* [Data shown]
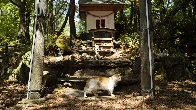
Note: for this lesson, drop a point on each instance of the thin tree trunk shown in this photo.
(64, 23)
(144, 50)
(71, 20)
(35, 81)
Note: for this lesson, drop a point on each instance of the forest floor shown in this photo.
(168, 96)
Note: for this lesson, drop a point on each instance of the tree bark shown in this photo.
(144, 48)
(64, 23)
(71, 20)
(38, 51)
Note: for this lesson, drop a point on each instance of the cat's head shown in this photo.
(116, 77)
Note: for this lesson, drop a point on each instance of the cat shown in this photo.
(101, 83)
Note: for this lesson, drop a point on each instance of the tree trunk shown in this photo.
(64, 23)
(146, 80)
(35, 82)
(71, 20)
(51, 19)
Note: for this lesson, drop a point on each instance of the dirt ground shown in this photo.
(168, 95)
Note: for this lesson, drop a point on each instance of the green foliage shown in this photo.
(9, 20)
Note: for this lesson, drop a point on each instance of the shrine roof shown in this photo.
(100, 2)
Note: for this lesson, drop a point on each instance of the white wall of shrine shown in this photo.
(92, 16)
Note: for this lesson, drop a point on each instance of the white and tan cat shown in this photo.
(101, 83)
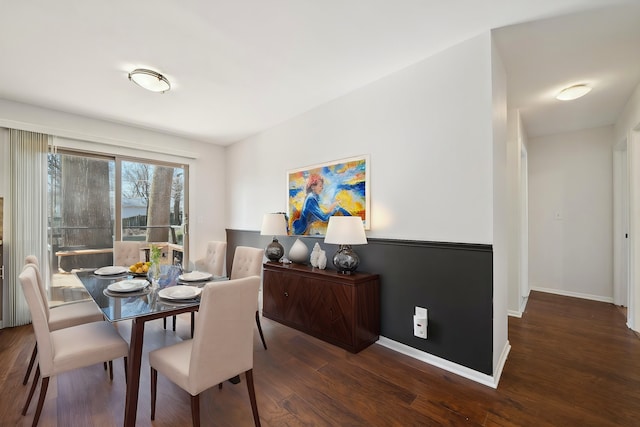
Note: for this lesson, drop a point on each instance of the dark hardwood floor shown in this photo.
(573, 362)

* [The exercise] Copy every line of the material above word for word, leaving out the pictures.

* [Final answer]
Note: for this lesson, drop a point on each instance of the thin tree trunk shown in this photo.
(64, 23)
(144, 50)
(71, 20)
(35, 81)
Note: for this lesson, drop a point on each instance of the forest floor shown in this photo.
(168, 96)
Note: for this lesson, drop a point on each instance of the tree bark shown in this photo.
(144, 48)
(64, 23)
(71, 20)
(38, 51)
Note: for this lesson, drop a point on each instance of the cat's head shown in this photo.
(116, 77)
Note: for this lesson, drop a point on each instance of the cat shown in this photo.
(101, 83)
Note: for this lesson, drop a point on each instance of the tree trunk shown in this photo.
(64, 23)
(146, 80)
(35, 82)
(71, 20)
(51, 19)
Note: for this lesson, drop a point on each instance of the dirt ground shown in this photo.
(168, 95)
Note: for this lesson, drop a point on each instance of the green foliage shown in this photo.
(9, 20)
Note: for this lesson, drop a point on each instance of the shrine roof shown in this photo.
(100, 2)
Note: for this lesson, drop a point on each instance of the white wall of shrine shown in this photo.
(92, 16)
Note: for this lesson, drop a point on each instance of the white and tan cat shown in this photo.
(101, 83)
Note: for this lesson, drop a point on each instance of the dark hardwood floor shown in this photo.
(573, 362)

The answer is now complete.